• _Task to carry out_: Each line of the material below needs to be returned exactly as written.

• _Data supplied_:
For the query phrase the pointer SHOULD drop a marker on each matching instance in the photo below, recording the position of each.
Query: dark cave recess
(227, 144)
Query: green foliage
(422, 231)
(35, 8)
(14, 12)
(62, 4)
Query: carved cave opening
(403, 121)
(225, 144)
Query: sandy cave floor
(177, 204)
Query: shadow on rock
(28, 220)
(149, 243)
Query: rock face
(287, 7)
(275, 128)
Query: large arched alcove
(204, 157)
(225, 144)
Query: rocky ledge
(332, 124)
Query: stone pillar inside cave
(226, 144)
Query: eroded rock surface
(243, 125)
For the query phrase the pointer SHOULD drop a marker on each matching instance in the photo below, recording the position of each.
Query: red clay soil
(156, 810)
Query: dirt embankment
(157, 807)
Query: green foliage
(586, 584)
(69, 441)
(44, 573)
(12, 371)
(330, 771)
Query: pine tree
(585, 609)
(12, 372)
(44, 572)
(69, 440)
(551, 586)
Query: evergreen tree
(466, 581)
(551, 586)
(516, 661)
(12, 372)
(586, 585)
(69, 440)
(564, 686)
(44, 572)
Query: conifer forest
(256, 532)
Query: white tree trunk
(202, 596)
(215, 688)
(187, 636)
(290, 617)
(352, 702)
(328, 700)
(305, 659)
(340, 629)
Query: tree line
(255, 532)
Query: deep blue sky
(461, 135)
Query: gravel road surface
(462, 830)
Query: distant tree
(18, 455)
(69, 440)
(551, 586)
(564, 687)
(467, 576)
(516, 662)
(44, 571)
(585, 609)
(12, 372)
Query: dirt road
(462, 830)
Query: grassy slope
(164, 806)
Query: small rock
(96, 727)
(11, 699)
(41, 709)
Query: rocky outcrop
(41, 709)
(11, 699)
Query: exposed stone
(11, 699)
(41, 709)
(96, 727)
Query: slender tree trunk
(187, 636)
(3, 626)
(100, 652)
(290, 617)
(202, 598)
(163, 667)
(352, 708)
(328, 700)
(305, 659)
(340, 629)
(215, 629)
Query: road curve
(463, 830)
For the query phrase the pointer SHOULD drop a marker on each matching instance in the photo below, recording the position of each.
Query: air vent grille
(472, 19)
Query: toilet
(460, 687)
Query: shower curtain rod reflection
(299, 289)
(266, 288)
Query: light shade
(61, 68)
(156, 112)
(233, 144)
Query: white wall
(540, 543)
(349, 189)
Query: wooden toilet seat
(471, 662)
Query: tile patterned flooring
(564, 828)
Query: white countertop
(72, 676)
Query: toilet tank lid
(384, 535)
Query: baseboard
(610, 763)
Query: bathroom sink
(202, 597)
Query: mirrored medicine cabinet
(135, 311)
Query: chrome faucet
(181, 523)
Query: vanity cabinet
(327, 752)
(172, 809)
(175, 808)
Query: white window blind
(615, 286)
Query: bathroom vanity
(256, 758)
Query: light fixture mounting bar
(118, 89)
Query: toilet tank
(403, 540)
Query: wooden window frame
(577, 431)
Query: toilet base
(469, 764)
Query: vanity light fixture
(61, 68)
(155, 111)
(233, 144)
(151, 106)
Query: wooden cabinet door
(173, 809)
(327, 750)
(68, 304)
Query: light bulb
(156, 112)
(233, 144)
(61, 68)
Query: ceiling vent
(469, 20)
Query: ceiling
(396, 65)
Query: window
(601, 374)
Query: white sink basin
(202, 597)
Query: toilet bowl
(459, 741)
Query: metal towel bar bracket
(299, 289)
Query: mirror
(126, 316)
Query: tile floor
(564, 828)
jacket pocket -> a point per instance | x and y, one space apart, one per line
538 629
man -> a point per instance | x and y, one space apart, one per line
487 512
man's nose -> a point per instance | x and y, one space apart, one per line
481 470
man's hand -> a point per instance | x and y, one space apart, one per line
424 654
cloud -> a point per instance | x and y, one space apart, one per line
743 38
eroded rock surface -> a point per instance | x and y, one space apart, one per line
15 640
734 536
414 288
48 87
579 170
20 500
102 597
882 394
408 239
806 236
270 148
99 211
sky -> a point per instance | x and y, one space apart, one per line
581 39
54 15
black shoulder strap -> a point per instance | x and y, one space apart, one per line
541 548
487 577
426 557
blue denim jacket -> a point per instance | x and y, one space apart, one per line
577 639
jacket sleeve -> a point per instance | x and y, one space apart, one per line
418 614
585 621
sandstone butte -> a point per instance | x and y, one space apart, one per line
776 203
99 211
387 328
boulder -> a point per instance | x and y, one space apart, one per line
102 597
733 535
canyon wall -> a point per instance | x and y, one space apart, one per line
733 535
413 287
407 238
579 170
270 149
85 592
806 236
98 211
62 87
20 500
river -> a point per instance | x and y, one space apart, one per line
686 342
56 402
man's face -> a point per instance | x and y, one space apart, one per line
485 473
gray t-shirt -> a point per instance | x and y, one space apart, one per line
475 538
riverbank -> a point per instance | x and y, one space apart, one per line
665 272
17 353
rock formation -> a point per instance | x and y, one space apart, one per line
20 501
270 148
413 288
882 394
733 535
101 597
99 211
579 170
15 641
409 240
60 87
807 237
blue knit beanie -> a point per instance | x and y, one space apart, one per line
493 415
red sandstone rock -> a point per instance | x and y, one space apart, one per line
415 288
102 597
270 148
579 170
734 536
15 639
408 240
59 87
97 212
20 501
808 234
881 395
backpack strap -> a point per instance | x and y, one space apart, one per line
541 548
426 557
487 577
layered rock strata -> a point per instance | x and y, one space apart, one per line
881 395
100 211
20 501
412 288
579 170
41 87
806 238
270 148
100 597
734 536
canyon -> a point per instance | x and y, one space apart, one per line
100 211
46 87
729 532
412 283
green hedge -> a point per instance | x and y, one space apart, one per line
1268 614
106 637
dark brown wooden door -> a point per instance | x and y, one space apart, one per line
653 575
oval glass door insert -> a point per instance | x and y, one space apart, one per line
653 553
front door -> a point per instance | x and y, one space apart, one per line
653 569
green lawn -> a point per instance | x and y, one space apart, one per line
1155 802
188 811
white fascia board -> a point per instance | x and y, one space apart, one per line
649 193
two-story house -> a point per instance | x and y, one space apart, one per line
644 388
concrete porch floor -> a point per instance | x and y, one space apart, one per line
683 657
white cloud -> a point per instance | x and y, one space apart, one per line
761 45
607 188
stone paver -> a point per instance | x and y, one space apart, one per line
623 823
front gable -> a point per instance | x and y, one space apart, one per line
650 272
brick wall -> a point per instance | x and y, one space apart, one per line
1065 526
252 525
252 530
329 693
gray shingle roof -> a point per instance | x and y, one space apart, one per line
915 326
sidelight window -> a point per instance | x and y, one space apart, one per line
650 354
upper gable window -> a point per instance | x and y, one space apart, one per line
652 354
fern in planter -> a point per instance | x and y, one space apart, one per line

• _Written reply_:
For the query phrase the pointer SHOULD drop a marker on each matching instance in the photo below, recording the position of each.
Query: dark cave recess
(227, 144)
Query: green foliage
(422, 231)
(35, 8)
(14, 12)
(62, 4)
Query: carved cave opening
(403, 121)
(225, 144)
Query: sandy cave floor
(177, 204)
Query: shadow on rock
(28, 220)
(149, 243)
Query: rock face
(287, 7)
(275, 128)
Query: large arched alcove
(204, 157)
(225, 144)
Query: rocky ledge
(332, 124)
Query: stone pillar inside cave
(226, 144)
Query: eroded rock surface
(243, 125)
For the query phrase the pointer SHOULD drop a marker on each matching instance in the photo below, recording the position of each.
Query: red clay soil
(156, 810)
Query: dirt embankment
(157, 807)
Query: green foliage
(586, 584)
(69, 441)
(44, 573)
(12, 371)
(330, 771)
Query: pine tree
(585, 609)
(12, 372)
(44, 572)
(69, 440)
(551, 586)
Query: evergreen tree
(466, 581)
(551, 586)
(516, 661)
(12, 372)
(586, 585)
(69, 440)
(564, 686)
(44, 572)
Query: conifer forest
(256, 532)
Query: white tree trunk
(202, 596)
(215, 688)
(187, 636)
(290, 617)
(352, 702)
(328, 700)
(305, 659)
(340, 629)
Query: tree line
(255, 532)
Query: deep blue sky
(461, 135)
Query: gravel road surface
(462, 830)
Query: distant tree
(18, 455)
(69, 440)
(551, 586)
(564, 687)
(467, 576)
(516, 662)
(44, 571)
(585, 609)
(12, 372)
Query: dirt road
(462, 830)
Query: grassy slope
(164, 806)
Query: small rock
(96, 727)
(11, 699)
(41, 709)
Query: rocky outcrop
(41, 709)
(11, 699)
Query: exposed stone
(11, 699)
(41, 709)
(96, 727)
Query: slender tree trunk
(187, 636)
(3, 626)
(100, 652)
(290, 617)
(202, 598)
(163, 667)
(352, 708)
(328, 700)
(305, 659)
(340, 629)
(215, 629)
Query: road curve
(463, 830)
For the query phrase the pointer SHOULD drop a marker on each matching instance in the photo below, recording the position of each.
Query: air vent grille
(472, 19)
Query: toilet
(460, 687)
Query: shower curtain rod reflection
(299, 289)
(266, 288)
Query: light shade
(61, 68)
(156, 112)
(233, 144)
Query: white wall
(540, 543)
(349, 189)
Query: wooden toilet seat
(471, 662)
Query: tile patterned flooring
(564, 828)
Query: white countertop
(72, 676)
Query: toilet tank lid
(384, 535)
Query: baseboard
(610, 763)
Query: bathroom sink
(202, 597)
Query: mirrored medicine cabinet
(135, 311)
Query: chrome faucet
(181, 523)
Query: vanity cabinet
(327, 752)
(172, 809)
(175, 808)
Query: white window blind
(615, 286)
Query: bathroom vanity
(256, 758)
Query: light fixture mounting bar
(118, 89)
Query: toilet tank
(403, 540)
Query: wooden window frame
(577, 431)
Query: toilet base
(469, 764)
Query: vanity light fixture
(61, 68)
(155, 111)
(233, 144)
(151, 106)
Query: wooden cabinet door
(173, 809)
(327, 750)
(68, 304)
Query: light bulb
(156, 112)
(233, 144)
(61, 68)
Query: ceiling vent
(469, 20)
Query: ceiling
(396, 65)
Query: window
(601, 374)
Query: white sink basin
(202, 597)
Query: toilet bowl
(459, 741)
Query: metal towel bar bracket
(299, 289)
Query: mirror
(126, 316)
Query: tile floor
(564, 828)
jacket pocket -> a point per instance | x and y, one space apart, one per line
538 629
man -> a point per instance | x and y, one space apart, one per line
487 512
man's nose -> a point per instance | x and y, one space apart, one per line
481 470
man's hand -> a point per instance | x and y, one space apart, one per line
424 654
cloud -> a point per instance | x and y, one space apart, one per line
743 38
eroded rock surface -> a point per instance | x and y, one space apart, one per line
15 640
734 536
414 288
48 87
579 170
20 500
102 597
882 394
408 239
806 236
270 148
99 211
sky -> a point per instance | x and y, one space apart, one per line
581 39
54 15
black shoulder strap -> a point per instance | x and y, one space apart, one per line
541 548
487 577
426 557
blue denim jacket -> a point per instance | x and y, one space apart, one per line
577 639
jacket sleeve -> a point per instance | x and y, one space apart, one per line
418 614
585 621
sandstone butte -> a point per instance | x and y, one space apart, one per line
776 203
99 211
387 328
boulder -> a point per instance | x and y, one space apart, one per line
102 597
733 535
canyon wall -> a point per instance | x and y, one space apart, one per line
733 535
413 287
407 238
579 170
270 149
85 592
806 236
98 211
62 87
20 500
river -> a point per instance | x and y, one space apart, one per line
686 342
56 402
man's face -> a point per instance | x and y, one space apart, one per line
485 473
gray t-shirt -> a point per instance | x and y, one space apart, one per line
475 538
riverbank -> a point per instance | x and y, one space apart, one per line
665 272
17 353
rock formation -> a point per instance | x and y, one space apart, one per line
20 501
270 148
413 288
882 394
733 535
101 597
99 211
579 170
15 641
409 240
60 87
807 237
blue knit beanie -> a point per instance | x and y, one space apart, one per line
493 415
red sandstone rock -> a point per instance | x and y, one space apart, one per line
415 288
102 597
270 148
579 170
734 536
15 639
408 240
59 87
97 212
20 501
808 234
881 395
backpack strap -> a point per instance | x and y, one space apart, one per line
541 548
426 557
487 577
layered rock strata -> a point per instance | x and y, one space apart, one per line
881 395
100 211
20 501
412 288
579 170
41 87
806 238
270 148
100 597
734 536
canyon -> a point per instance | x and y, one space apart, one per line
100 211
46 87
729 532
412 283
green hedge -> a point per instance | x and y, one space apart, one per line
1268 614
106 637
dark brown wooden door -> a point per instance | x and y, one space apart, one per line
653 575
oval glass door insert -> a point per instance | x and y, one space apart, one per line
653 553
front door -> a point per instance | x and y, one space apart, one per line
653 569
green lawn -> a point per instance | x and y, one space apart, one per line
1155 802
188 811
white fascia board -> a point per instance | x and y, one space apart, one per line
649 193
two-story house -> a point per instance | x and y, one space apart, one per line
644 388
concrete porch floor -> a point per instance | x and y, one space apart, one per line
683 657
white cloud -> a point per instance | x and y, one space apart, one per line
761 45
607 188
stone paver -> a point per instance | x and y, one space apart, one per line
623 823
front gable -> a point per instance | x and y, one space apart, one per line
650 272
brick wall -> a point per instance | x and y, one space apart, one per line
1065 526
252 525
252 530
329 693
gray shingle roof -> a point per instance | x and y, one space apart, one per line
915 326
sidelight window -> a point per instance | x and y, one space apart, one per line
650 354
upper gable window -> a point per instance | x and y, one space apart, one per line
652 354
fern in planter -> a point per instance | x and y, one space apart, one per line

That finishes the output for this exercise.